AIM> Please report each line in the listing below that contains the word "window", copying every such line in full.

** start of DATASET RECORDS **

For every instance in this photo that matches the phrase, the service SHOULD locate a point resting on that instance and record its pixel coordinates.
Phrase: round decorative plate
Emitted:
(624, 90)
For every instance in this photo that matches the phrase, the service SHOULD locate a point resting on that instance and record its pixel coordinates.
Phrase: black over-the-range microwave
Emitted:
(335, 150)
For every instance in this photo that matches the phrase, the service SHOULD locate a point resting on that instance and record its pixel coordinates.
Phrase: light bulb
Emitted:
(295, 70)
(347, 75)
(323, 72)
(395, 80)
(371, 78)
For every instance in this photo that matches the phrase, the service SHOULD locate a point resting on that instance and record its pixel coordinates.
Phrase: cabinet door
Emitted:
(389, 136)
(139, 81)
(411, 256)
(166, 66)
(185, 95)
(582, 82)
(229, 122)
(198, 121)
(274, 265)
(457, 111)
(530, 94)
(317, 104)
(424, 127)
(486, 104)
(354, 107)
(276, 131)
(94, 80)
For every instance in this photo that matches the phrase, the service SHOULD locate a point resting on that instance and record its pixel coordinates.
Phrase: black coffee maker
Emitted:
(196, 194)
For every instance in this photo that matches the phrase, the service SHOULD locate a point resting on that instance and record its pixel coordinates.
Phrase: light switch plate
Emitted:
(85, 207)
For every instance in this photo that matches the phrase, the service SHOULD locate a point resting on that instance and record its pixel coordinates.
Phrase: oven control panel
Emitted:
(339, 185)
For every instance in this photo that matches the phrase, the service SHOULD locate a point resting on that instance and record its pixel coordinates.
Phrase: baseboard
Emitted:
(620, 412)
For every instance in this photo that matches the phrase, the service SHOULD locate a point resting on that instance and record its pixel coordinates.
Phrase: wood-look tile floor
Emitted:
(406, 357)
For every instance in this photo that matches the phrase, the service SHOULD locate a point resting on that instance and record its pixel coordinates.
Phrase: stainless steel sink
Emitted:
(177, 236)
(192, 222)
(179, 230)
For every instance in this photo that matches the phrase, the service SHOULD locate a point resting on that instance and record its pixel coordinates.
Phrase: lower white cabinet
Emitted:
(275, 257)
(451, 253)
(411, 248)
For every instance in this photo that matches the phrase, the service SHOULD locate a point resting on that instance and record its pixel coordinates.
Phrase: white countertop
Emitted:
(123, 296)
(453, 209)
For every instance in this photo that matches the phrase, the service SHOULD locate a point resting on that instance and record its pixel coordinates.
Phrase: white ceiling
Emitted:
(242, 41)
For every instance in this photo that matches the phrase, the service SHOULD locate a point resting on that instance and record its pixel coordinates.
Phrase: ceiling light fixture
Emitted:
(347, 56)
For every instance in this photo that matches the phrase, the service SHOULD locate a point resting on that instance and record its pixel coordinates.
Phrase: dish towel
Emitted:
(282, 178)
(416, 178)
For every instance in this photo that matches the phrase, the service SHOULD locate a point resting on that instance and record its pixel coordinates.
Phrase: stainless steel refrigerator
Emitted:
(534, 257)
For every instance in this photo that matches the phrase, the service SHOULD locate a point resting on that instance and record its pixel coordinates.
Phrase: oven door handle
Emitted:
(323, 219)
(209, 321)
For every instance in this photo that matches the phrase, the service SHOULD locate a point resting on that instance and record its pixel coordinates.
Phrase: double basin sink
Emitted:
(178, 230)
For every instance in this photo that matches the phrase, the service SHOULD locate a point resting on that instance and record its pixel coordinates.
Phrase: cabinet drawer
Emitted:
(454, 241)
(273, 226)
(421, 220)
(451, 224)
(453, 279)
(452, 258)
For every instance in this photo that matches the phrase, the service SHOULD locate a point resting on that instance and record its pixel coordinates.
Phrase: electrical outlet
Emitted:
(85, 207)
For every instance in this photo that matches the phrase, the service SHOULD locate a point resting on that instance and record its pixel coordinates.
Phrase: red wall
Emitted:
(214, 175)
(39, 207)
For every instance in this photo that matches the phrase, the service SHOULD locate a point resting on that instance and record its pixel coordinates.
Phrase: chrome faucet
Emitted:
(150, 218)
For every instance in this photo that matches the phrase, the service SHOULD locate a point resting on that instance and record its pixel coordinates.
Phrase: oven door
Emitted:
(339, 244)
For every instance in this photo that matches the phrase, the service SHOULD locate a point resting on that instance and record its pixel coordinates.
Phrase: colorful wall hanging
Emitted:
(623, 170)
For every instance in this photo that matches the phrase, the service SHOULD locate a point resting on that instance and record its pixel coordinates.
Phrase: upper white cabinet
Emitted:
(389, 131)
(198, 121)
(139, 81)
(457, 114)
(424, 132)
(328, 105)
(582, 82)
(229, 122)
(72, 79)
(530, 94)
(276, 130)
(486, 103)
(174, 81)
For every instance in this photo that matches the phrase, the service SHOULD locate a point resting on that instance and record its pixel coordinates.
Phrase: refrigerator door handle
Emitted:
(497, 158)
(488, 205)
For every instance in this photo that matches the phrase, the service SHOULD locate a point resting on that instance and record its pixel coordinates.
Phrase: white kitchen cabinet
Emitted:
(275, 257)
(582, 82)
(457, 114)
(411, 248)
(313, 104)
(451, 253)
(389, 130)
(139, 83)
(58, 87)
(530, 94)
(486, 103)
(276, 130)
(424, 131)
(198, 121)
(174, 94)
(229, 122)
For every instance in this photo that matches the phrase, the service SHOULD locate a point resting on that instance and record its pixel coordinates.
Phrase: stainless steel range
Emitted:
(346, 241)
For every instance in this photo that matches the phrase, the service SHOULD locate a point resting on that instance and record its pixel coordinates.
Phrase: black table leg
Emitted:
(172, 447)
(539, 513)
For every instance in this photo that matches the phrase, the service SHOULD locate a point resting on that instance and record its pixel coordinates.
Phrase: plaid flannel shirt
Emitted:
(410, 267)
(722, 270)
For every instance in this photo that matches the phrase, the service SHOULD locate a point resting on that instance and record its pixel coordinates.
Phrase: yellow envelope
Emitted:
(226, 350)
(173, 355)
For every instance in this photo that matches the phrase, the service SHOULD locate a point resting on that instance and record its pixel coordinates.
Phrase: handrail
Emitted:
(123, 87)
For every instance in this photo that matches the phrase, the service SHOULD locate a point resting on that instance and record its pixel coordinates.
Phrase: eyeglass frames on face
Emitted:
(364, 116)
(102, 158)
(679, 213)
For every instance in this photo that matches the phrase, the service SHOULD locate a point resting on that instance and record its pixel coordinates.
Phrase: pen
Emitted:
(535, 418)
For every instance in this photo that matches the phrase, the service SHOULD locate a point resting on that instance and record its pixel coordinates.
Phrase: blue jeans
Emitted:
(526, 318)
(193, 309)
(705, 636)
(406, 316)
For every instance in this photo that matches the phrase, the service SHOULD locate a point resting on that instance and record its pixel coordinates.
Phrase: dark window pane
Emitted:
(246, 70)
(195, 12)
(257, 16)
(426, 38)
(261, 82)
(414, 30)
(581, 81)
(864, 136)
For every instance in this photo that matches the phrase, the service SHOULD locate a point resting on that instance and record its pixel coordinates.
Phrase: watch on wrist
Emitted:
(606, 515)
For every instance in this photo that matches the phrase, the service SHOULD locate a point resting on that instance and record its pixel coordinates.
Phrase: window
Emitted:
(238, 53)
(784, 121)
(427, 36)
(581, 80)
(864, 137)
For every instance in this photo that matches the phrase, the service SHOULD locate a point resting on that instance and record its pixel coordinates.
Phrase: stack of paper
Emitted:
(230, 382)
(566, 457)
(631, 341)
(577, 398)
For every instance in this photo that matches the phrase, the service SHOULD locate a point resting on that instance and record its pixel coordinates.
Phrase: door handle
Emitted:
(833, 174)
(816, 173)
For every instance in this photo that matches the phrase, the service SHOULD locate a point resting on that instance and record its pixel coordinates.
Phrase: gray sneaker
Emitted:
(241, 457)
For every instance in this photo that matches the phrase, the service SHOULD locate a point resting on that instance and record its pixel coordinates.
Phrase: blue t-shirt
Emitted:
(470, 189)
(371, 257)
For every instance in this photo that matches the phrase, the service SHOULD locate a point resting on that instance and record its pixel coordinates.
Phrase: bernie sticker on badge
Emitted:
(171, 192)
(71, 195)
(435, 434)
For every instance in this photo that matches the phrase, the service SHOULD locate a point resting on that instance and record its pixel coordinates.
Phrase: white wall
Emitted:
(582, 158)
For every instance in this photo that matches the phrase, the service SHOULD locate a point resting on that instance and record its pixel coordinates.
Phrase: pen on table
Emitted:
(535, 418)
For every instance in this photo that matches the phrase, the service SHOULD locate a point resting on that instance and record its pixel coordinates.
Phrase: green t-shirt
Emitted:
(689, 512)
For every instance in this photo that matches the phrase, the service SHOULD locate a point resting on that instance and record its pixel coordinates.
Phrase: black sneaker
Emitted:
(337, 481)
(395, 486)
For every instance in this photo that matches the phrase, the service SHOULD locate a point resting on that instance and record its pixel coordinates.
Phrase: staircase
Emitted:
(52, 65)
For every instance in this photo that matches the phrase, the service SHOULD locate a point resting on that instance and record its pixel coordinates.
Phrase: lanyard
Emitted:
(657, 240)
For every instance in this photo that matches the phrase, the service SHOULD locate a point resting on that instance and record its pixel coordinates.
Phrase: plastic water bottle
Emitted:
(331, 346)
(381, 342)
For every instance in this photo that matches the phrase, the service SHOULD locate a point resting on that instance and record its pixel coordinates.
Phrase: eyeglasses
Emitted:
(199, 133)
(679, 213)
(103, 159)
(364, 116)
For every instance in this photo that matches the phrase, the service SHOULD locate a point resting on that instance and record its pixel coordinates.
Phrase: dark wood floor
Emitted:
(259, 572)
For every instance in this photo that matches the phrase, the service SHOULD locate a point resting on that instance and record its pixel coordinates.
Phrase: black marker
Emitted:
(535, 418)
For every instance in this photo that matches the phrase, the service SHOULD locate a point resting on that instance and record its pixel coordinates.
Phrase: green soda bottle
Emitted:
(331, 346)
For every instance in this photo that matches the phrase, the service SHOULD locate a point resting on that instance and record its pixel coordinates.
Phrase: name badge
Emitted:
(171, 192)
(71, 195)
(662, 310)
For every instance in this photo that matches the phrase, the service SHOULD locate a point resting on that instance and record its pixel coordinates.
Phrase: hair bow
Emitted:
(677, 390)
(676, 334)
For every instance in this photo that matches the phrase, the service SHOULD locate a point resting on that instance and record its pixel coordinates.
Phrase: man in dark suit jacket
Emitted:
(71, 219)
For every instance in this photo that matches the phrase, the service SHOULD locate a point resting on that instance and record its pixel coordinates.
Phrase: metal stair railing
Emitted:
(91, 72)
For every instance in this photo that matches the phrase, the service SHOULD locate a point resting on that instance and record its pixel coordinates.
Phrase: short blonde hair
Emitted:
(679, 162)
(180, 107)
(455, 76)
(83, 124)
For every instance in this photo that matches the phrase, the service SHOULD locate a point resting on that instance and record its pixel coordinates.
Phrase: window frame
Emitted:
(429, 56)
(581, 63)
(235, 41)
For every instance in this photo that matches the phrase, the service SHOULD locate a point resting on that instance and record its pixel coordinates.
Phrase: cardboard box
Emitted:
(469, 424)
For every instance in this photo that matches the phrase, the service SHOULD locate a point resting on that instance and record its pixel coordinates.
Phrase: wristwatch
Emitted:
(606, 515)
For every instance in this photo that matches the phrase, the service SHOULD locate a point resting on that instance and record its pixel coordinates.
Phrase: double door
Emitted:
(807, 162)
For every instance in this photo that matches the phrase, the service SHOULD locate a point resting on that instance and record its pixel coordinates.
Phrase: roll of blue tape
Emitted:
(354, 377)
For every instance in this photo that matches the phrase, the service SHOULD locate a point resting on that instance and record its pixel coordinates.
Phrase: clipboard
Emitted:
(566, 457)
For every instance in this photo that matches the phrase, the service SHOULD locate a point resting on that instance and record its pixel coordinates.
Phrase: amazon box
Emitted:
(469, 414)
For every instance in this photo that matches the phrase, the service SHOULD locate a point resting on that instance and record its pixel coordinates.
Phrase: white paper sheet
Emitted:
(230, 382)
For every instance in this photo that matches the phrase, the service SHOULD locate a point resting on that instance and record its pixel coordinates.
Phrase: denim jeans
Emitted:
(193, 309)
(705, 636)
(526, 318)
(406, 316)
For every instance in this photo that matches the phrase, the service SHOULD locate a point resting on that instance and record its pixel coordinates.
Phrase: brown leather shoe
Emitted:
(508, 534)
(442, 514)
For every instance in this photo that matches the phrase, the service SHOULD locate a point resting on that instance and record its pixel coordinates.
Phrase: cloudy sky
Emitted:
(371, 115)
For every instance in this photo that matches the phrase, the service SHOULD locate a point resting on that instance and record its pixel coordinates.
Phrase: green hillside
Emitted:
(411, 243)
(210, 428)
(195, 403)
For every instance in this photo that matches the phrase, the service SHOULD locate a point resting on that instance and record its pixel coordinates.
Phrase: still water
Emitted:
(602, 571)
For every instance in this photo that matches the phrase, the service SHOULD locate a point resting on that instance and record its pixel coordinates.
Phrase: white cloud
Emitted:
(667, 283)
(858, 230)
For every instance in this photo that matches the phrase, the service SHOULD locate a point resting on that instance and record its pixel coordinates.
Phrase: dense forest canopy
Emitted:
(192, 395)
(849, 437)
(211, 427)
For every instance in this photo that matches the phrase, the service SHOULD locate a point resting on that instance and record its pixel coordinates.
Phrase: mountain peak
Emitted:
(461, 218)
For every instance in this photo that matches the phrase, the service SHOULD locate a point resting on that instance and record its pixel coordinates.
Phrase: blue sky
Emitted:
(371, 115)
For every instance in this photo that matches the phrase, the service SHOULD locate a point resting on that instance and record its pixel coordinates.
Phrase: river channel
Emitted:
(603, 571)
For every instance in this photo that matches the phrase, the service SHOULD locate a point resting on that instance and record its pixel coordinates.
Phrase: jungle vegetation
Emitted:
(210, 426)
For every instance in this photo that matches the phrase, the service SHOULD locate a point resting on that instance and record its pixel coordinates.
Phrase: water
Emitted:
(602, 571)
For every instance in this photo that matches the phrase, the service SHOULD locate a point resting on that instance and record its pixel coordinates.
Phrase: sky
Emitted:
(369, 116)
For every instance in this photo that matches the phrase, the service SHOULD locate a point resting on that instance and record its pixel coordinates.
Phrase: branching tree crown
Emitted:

** end of DATASET RECORDS **

WRITTEN RESPONSE>
Phrase: dark window pane
Phrase: window
Phrase: window frame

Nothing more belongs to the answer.